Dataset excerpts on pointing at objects
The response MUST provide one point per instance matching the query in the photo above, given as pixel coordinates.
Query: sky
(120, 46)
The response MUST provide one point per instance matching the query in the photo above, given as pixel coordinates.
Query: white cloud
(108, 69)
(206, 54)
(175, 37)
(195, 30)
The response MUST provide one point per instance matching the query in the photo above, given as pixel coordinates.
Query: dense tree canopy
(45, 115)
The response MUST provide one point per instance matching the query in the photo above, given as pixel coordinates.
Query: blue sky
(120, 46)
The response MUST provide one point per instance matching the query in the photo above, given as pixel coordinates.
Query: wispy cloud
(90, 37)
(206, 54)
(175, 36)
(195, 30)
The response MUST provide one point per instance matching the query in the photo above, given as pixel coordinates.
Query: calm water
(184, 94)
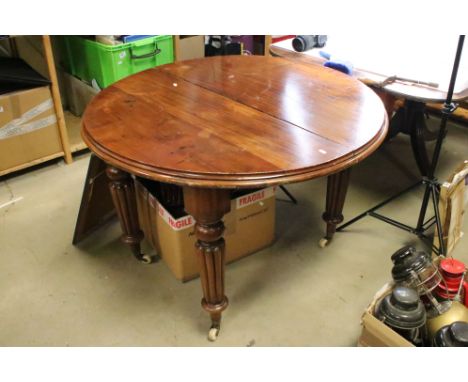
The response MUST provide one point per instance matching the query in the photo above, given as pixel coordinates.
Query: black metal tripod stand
(431, 183)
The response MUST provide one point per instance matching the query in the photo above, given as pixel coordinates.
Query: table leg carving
(122, 190)
(337, 186)
(208, 206)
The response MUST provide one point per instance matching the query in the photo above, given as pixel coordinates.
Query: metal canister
(404, 312)
(453, 335)
(415, 269)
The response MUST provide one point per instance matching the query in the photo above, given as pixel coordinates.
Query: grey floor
(291, 294)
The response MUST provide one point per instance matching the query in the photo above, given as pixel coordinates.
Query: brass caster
(323, 242)
(213, 333)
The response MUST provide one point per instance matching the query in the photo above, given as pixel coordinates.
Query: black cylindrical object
(404, 312)
(303, 43)
(453, 335)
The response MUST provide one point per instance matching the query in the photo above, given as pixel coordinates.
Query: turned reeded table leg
(337, 186)
(122, 190)
(208, 206)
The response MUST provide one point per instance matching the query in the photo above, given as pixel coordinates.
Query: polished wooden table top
(235, 121)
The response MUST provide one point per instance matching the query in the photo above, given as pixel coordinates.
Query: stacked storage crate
(105, 64)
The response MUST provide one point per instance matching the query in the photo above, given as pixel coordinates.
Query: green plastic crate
(88, 60)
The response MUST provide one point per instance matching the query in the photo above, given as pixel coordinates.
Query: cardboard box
(78, 94)
(250, 226)
(28, 127)
(191, 47)
(374, 332)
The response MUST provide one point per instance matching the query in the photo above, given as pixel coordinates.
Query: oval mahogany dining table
(216, 124)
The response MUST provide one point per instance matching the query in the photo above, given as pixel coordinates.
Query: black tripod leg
(440, 234)
(417, 126)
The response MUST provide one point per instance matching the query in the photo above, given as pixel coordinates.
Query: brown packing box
(375, 332)
(28, 127)
(191, 47)
(78, 94)
(250, 226)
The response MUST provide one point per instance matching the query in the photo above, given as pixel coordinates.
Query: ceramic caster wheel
(323, 242)
(213, 334)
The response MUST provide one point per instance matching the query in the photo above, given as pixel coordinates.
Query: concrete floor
(291, 294)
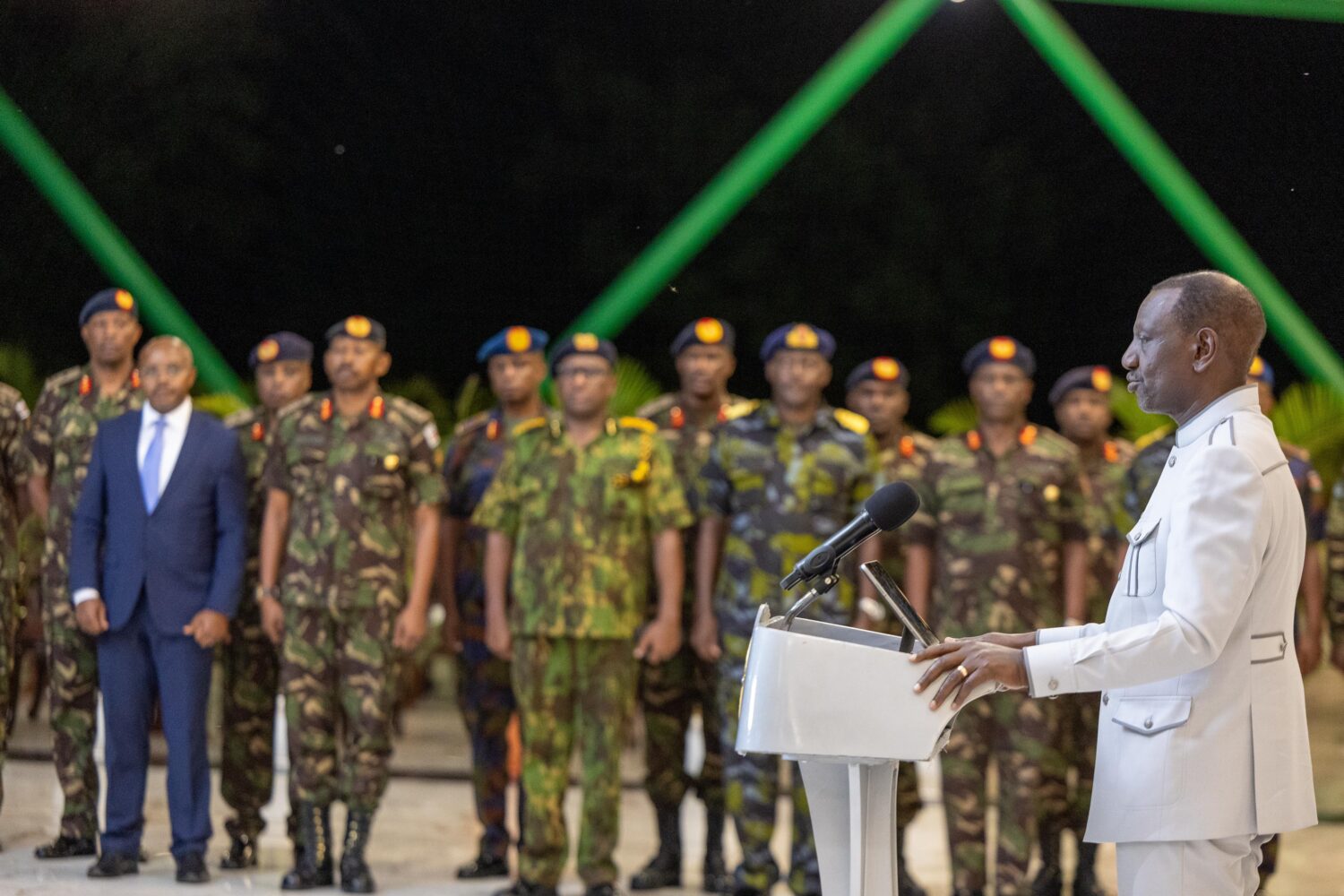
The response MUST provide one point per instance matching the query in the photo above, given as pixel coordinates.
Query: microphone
(887, 509)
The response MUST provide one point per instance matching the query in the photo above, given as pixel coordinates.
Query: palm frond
(953, 418)
(634, 387)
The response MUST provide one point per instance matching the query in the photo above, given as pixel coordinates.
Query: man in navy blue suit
(156, 571)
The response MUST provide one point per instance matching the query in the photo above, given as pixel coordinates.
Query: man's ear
(1206, 349)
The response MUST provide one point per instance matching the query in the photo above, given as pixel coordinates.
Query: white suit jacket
(1203, 723)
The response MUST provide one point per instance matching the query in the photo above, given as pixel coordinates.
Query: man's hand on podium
(968, 662)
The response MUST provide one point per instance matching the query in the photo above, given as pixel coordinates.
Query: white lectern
(840, 702)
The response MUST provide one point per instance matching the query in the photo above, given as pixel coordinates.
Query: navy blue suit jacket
(190, 552)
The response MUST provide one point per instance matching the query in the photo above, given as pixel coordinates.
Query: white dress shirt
(175, 433)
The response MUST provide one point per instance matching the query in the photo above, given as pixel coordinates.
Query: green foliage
(953, 418)
(18, 370)
(1134, 422)
(218, 403)
(1311, 416)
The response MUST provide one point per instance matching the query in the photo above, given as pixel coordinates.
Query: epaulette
(527, 426)
(656, 406)
(472, 424)
(64, 378)
(637, 424)
(851, 421)
(739, 410)
(245, 417)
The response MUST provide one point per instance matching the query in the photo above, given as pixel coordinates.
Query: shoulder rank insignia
(851, 421)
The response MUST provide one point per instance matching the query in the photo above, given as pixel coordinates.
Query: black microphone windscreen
(892, 505)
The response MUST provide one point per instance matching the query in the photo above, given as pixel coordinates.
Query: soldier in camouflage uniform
(669, 694)
(580, 511)
(13, 422)
(352, 487)
(1306, 638)
(1000, 538)
(1081, 400)
(59, 444)
(879, 390)
(782, 477)
(249, 661)
(516, 366)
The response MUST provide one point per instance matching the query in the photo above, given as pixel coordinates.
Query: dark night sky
(452, 168)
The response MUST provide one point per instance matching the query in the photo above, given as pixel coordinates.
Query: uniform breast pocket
(1148, 727)
(1140, 573)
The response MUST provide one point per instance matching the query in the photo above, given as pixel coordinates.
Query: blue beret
(1096, 378)
(583, 344)
(798, 338)
(109, 300)
(513, 340)
(707, 331)
(999, 349)
(358, 327)
(281, 347)
(1261, 371)
(883, 370)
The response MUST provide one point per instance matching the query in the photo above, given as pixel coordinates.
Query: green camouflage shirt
(1107, 519)
(254, 441)
(782, 492)
(59, 445)
(354, 485)
(997, 527)
(690, 446)
(903, 461)
(13, 421)
(582, 522)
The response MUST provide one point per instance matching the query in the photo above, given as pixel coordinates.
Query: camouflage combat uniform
(352, 485)
(582, 524)
(59, 446)
(671, 692)
(1107, 522)
(250, 662)
(781, 492)
(902, 461)
(13, 421)
(484, 685)
(996, 527)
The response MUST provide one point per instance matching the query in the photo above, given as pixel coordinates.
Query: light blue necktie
(150, 470)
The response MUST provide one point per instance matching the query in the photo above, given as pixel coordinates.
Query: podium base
(854, 823)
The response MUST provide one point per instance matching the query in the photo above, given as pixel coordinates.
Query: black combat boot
(314, 866)
(355, 876)
(1050, 879)
(718, 879)
(1085, 879)
(664, 869)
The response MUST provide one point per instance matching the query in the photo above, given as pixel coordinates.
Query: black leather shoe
(484, 866)
(242, 848)
(115, 866)
(526, 888)
(67, 848)
(191, 869)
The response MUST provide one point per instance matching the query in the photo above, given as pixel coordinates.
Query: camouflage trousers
(1019, 737)
(669, 694)
(338, 667)
(73, 669)
(250, 677)
(752, 790)
(486, 696)
(572, 688)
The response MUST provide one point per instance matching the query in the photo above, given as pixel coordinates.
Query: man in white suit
(1202, 747)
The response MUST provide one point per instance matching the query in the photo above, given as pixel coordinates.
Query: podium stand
(840, 702)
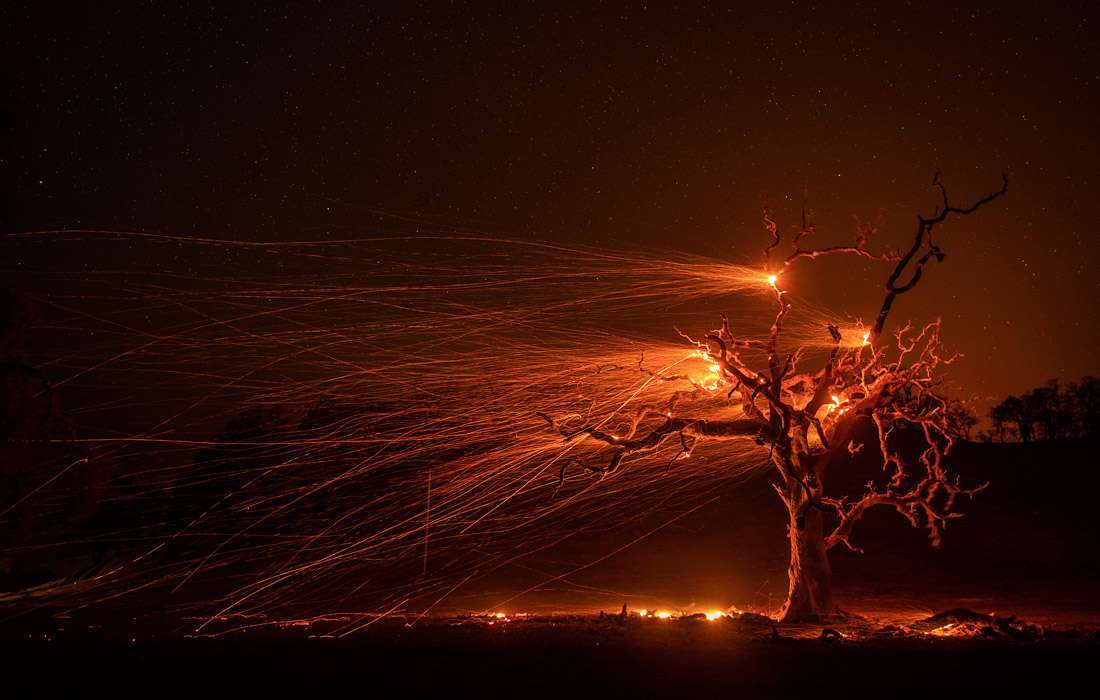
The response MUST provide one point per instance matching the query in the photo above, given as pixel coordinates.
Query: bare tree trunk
(810, 592)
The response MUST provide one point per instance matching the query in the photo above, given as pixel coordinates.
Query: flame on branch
(814, 419)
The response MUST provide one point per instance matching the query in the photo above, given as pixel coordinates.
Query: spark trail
(270, 413)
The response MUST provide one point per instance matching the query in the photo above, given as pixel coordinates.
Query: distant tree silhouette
(1049, 412)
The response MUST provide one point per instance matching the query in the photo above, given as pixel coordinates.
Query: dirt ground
(565, 655)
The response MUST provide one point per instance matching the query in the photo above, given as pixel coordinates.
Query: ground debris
(963, 622)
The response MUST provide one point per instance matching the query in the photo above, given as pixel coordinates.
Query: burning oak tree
(811, 422)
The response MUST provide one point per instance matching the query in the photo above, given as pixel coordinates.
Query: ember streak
(811, 422)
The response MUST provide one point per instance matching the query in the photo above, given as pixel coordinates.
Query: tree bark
(810, 592)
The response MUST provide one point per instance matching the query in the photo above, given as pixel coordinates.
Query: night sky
(617, 127)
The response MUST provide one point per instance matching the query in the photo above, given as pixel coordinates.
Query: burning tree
(812, 422)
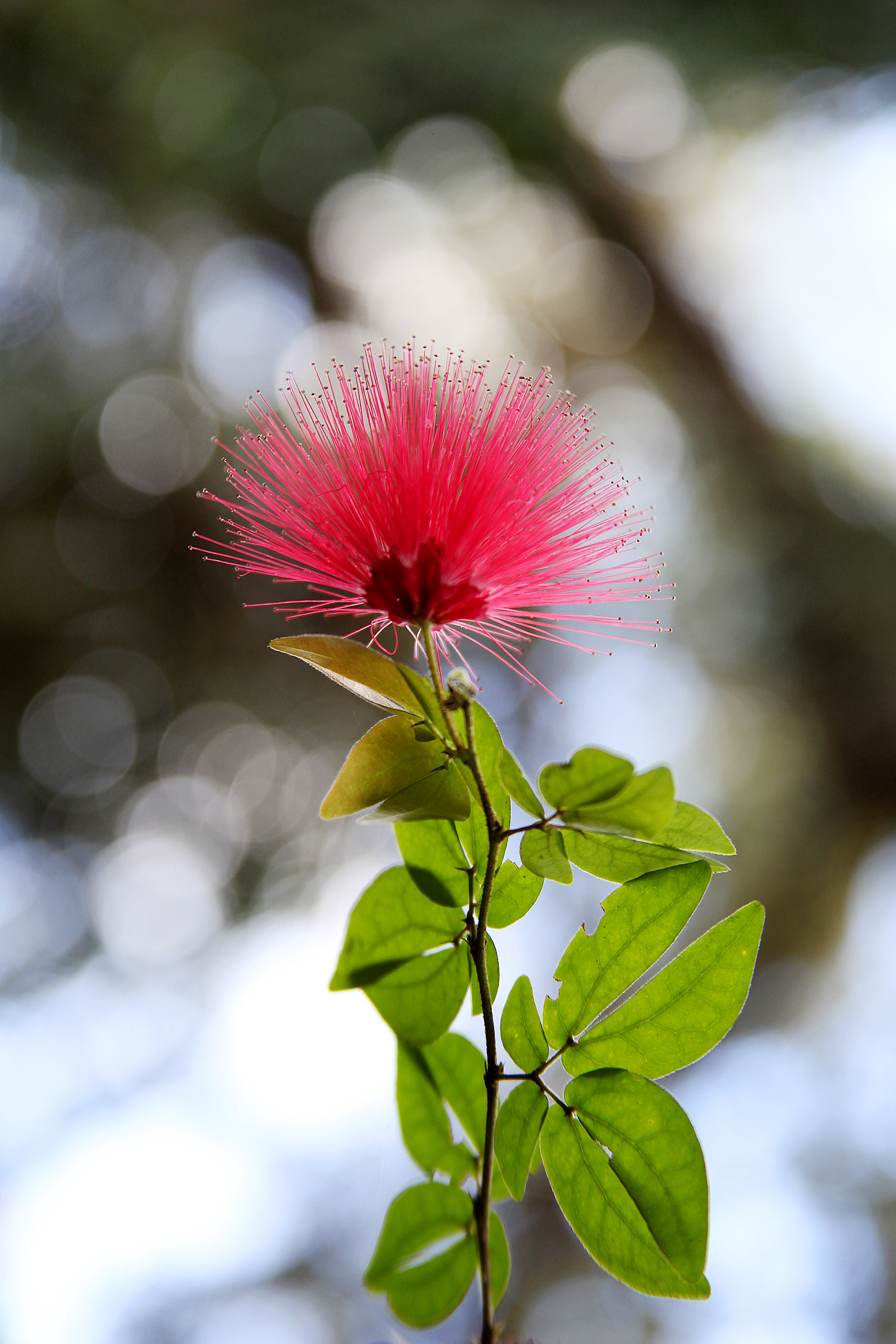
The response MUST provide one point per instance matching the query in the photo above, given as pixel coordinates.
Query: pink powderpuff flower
(414, 495)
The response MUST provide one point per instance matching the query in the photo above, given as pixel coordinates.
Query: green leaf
(435, 861)
(641, 921)
(514, 894)
(421, 999)
(545, 854)
(495, 975)
(519, 787)
(602, 1213)
(417, 1218)
(499, 1257)
(438, 796)
(425, 1125)
(618, 859)
(656, 1155)
(522, 1033)
(386, 761)
(590, 776)
(425, 1295)
(695, 830)
(475, 834)
(516, 1135)
(392, 923)
(643, 808)
(429, 1293)
(684, 1011)
(459, 1070)
(364, 672)
(499, 1187)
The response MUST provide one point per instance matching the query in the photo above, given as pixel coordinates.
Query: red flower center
(414, 590)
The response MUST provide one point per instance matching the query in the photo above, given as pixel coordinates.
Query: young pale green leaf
(428, 1293)
(495, 975)
(641, 808)
(364, 672)
(459, 1070)
(421, 999)
(543, 853)
(425, 1295)
(417, 1218)
(386, 761)
(641, 921)
(475, 832)
(440, 795)
(499, 1187)
(392, 924)
(514, 894)
(618, 859)
(684, 1011)
(435, 861)
(602, 1213)
(425, 1125)
(590, 776)
(519, 787)
(656, 1155)
(522, 1033)
(499, 1257)
(695, 830)
(516, 1135)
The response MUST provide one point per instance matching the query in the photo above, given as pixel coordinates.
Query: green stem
(440, 690)
(483, 1202)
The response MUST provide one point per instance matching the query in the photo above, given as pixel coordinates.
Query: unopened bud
(461, 690)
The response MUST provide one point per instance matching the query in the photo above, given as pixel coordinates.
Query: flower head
(413, 495)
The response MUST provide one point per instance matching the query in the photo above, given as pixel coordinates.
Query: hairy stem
(483, 1202)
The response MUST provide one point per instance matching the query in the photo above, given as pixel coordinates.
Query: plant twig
(483, 1202)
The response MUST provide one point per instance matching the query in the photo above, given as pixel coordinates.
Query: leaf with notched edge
(684, 1011)
(603, 1214)
(656, 1155)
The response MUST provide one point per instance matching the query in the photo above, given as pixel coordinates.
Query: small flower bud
(461, 690)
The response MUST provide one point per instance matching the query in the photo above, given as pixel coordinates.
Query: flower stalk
(479, 947)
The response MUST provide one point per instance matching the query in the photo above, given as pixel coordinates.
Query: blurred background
(688, 211)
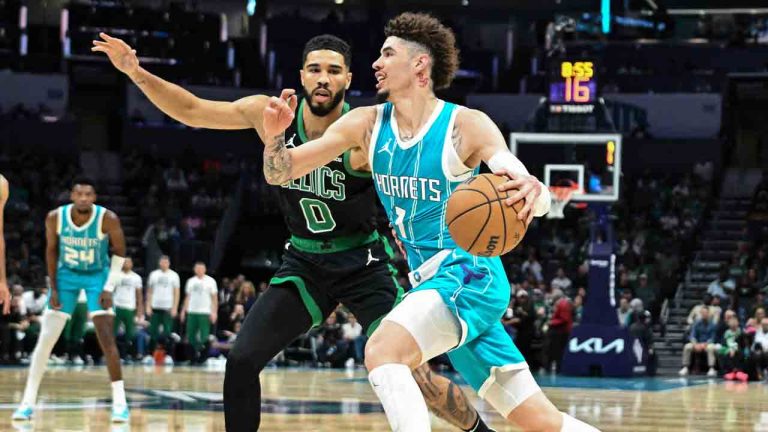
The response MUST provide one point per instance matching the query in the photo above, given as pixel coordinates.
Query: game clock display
(572, 87)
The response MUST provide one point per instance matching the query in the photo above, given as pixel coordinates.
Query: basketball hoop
(561, 196)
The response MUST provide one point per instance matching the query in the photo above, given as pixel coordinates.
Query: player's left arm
(112, 227)
(5, 294)
(477, 138)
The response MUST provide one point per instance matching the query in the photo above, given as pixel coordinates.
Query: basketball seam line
(503, 215)
(487, 201)
(485, 224)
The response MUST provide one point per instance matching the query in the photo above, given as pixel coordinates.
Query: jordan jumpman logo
(469, 274)
(371, 258)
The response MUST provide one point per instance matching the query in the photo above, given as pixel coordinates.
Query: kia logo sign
(596, 346)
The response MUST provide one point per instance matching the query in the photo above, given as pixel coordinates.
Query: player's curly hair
(439, 40)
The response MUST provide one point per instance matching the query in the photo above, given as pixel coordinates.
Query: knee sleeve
(505, 390)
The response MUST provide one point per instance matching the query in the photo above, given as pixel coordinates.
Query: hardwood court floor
(189, 399)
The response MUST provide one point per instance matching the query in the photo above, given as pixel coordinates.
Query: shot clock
(572, 87)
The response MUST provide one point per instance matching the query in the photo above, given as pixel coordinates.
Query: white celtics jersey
(125, 290)
(163, 284)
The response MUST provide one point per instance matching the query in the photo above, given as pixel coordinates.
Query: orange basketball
(479, 220)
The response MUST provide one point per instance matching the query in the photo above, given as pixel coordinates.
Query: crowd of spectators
(655, 223)
(730, 324)
(181, 200)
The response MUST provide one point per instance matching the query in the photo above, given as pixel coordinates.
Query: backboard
(593, 161)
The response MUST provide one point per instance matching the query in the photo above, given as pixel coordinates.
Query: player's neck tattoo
(277, 160)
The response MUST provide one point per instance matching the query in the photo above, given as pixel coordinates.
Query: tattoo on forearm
(277, 160)
(445, 399)
(456, 139)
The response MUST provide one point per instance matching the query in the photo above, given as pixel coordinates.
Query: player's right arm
(52, 255)
(177, 102)
(281, 164)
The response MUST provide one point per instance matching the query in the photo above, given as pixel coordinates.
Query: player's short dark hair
(83, 181)
(331, 43)
(439, 40)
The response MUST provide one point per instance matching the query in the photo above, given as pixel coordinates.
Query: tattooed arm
(445, 399)
(352, 131)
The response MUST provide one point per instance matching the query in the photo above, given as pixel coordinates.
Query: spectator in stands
(745, 297)
(560, 326)
(175, 179)
(533, 267)
(561, 281)
(578, 308)
(723, 286)
(707, 303)
(702, 339)
(648, 293)
(623, 311)
(759, 351)
(731, 357)
(352, 333)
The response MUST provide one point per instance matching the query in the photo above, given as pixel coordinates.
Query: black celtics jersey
(331, 201)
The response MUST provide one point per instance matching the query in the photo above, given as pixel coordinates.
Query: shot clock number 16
(577, 76)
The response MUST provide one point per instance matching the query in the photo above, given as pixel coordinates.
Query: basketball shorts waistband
(428, 268)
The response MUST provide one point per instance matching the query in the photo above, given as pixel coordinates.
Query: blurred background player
(5, 295)
(129, 308)
(201, 305)
(341, 245)
(163, 293)
(79, 236)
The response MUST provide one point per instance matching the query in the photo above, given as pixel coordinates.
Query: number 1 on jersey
(400, 213)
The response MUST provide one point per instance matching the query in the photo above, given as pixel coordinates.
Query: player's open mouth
(322, 96)
(379, 80)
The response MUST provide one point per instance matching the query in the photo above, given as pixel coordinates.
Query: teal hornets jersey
(82, 248)
(413, 179)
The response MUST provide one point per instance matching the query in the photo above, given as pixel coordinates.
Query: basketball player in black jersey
(334, 255)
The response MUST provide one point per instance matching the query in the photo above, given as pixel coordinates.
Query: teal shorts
(69, 283)
(476, 289)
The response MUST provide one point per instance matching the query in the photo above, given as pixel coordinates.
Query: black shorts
(362, 279)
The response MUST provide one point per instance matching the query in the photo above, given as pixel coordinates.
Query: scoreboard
(572, 87)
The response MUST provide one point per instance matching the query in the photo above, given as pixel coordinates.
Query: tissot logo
(596, 346)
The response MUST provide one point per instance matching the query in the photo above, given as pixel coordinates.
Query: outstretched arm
(177, 102)
(114, 230)
(477, 138)
(281, 164)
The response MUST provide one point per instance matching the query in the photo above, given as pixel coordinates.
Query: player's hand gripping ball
(479, 220)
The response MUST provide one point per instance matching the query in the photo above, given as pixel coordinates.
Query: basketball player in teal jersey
(79, 236)
(419, 149)
(5, 295)
(334, 255)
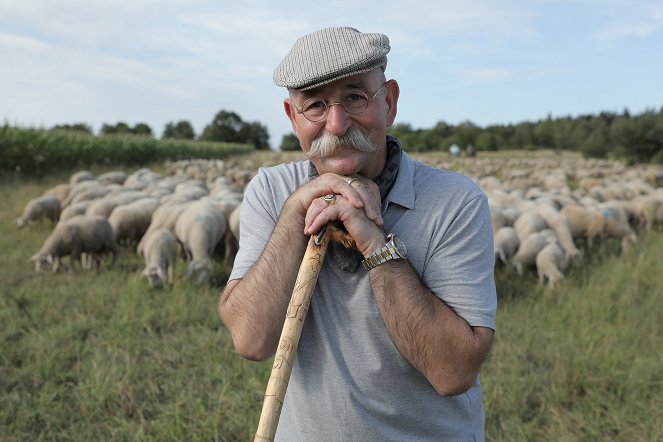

=== EXERCISE BRIEF ===
Count the lines in the listing above that contain the string "hand", treating uppercase and lowercase as different. Reply with the number alone.

=== FINISHED EXERCISE ===
2